» **Work item**
Every line of the records below should be restated exactly.

» **Information supplied**
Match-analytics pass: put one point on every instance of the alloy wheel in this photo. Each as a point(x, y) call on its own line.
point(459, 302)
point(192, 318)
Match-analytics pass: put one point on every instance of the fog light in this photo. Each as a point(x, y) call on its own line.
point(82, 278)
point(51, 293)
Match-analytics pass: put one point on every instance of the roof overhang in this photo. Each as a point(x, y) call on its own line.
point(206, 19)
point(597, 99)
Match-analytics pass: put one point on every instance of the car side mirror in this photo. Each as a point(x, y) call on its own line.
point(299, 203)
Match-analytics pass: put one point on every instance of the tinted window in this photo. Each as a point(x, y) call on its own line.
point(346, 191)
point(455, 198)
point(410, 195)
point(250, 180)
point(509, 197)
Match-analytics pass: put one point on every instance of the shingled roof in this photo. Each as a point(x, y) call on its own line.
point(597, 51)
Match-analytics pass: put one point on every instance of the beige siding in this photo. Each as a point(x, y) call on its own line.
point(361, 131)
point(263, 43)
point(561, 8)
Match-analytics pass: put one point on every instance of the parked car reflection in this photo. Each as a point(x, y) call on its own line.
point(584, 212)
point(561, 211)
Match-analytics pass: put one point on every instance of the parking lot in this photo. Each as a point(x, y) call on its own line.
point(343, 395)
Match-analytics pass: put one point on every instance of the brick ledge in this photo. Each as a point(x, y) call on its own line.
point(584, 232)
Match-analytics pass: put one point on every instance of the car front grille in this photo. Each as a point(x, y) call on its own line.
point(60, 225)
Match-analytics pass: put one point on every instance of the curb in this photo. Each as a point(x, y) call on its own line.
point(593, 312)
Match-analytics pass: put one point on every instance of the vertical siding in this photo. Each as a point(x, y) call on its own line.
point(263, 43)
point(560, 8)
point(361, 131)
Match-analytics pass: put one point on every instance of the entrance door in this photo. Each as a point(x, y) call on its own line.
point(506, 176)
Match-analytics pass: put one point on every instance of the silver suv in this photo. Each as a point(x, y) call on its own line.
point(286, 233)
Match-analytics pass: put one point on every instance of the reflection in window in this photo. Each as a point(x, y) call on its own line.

» **Exercise output**
Match-analytics pass: put one point on every instance of the alloy wheel in this photo. Each as a point(x, y) call on its own line.
point(459, 302)
point(192, 318)
Match-analytics pass: put one point on every instance of the fog light in this photo. Each as a point(x, y) call on its own line.
point(82, 278)
point(51, 293)
Match-analytics pass: put one point on every instance of the roof overhang in this photo. Each as a point(x, y) call on its own line.
point(206, 19)
point(597, 99)
Match-analytics pass: put one point on every instance of the car side mirror in this photo. Each as a point(x, y) call on its own line.
point(299, 203)
Match-analytics pass: put one point on every instance of the tinted window in this photo. Each as a point(x, y) call on its own line.
point(346, 191)
point(455, 198)
point(410, 195)
point(250, 180)
point(509, 197)
Match-analytics pass: put one point on every instance of the shingled roof in this photo. Each as a point(x, y) call on its own line.
point(597, 51)
Match-analytics pass: put one point on every instance of the beige siding in this photo. Each as a point(x, y) call on its own line.
point(361, 131)
point(263, 43)
point(561, 8)
Match-analytics pass: put one point on every instance of the parked car reflection in this photo. Each as a point(x, y) call on its own line.
point(584, 212)
point(561, 211)
Match-analytics pass: put one point on every instance of the parking lot in this photo. Each as a point(x, y) call on its own line.
point(343, 395)
Match-analytics pass: put one point on every instance of the brick ledge in this photo. Each as a point(x, y) call on its own line.
point(584, 232)
Match-analytics pass: put one point on every instance of the car front grille in this photo. Each as a point(x, y) call on its own line.
point(60, 225)
Match-analytics pass: put one point on every instance of the curb in this photo. Each as a point(x, y) call on its own line.
point(593, 312)
Match-analytics pass: put one point on every instance of the vertical siding in this photo. Each as a point(x, y) call on its own line.
point(263, 43)
point(560, 8)
point(361, 131)
Match-analytics pass: put one point on every instance of the entrance door in this photo. Each as a point(x, y) call on its own line.
point(506, 176)
Match-analytics pass: put one point on every instance of the silver suv in this photo. Each as a point(x, y) call on its own line.
point(286, 233)
Match-analytics pass: put one point on every instance of the reflection in window in this photo. Each as a point(x, y) call on its own line.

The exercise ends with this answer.